### PASSAGE FOR REVIEW:
Central should excel on the bases again in 2015. Wares calls Coulson and Schives the team’s most intelligent pinch-runners. Coulson stole seven bases in eight tries and scored 13 runs last year. But there are some reinforcements as well, most notably Saxton.
“Caitlin could be really good,” Wares said. “She may be the fastest runner on the team. We’re converting her to become a left-handed bat and moving her to the outfield. She may not be ready for that yet, but she’s a legitimate stolen base threat."
Wares also likes Taylor, Wyant, Sohn, Bickel and Brommel on the basepaths.
Wares has never been a fan of indoor softball games but the Dutch will make their room-temperature debut at the Luther Dome Games in the Rochester (Minn.) Regional Stadium Bubble March 6-7 to open the season. They’ll take on traditionally capable Wis.-La Crosse, Wis.-River Falls and Wis.-Eau Claire.
“We couldn’t fill in our non-conference schedule adequately later in the season, so we’re going to give it a shot,” Wares said. “The competition is good. We practice indoors a lot so I would hope we’ll be good at it.”
Central then heads outdoors for a more familiar spot, the Tucson (Ariz.) Invitational Games, playing 16 games March 13-21. With fewer teams in this year’s field, the Dutch will be taking on some talented NAIA squads as well as several Division III foes.
“It’s a very solid schedule there, for sure,” Wares said. “I do think that’s where the indoor games the previous weekend will help. Those will help give us a barometer of where we are and and we’ll be able to have four or five practices after that before we play in Arizona.”

[Records from a data source]
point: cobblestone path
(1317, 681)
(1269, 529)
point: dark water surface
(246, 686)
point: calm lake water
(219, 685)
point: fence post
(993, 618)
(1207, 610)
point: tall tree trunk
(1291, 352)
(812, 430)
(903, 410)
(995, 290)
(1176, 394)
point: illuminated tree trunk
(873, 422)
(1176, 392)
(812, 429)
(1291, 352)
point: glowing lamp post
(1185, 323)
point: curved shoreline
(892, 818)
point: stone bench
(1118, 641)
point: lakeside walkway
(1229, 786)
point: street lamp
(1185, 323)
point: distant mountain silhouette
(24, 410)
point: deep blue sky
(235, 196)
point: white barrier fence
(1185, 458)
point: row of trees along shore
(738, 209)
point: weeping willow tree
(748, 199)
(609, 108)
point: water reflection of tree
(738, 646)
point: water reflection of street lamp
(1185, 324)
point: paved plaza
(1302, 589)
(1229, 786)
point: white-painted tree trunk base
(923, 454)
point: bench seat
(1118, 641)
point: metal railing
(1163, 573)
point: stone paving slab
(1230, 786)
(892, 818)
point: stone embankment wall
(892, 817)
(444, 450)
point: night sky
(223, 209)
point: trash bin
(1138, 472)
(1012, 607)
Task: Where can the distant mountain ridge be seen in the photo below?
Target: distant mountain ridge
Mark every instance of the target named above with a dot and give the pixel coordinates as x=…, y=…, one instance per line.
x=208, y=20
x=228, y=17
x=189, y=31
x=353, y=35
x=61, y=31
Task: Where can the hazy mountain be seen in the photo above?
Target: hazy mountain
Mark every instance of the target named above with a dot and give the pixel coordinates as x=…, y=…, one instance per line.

### ACTIVITY:
From the passage on Central softball, copy the part starting with "Wares also likes" and going on through "and Wis.-Eau Claire.", swapping "room-temperature debut" for "indoor debut".

### WRITTEN RESPONSE:
Wares also likes Taylor, Wyant, Sohn, Bickel and Brommel on the basepaths.
Wares has never been a fan of indoor softball games but the Dutch will make their indoor debut at the Luther Dome Games in the Rochester (Minn.) Regional Stadium Bubble March 6-7 to open the season. They’ll take on traditionally capable Wis.-La Crosse, Wis.-River Falls and Wis.-Eau Claire.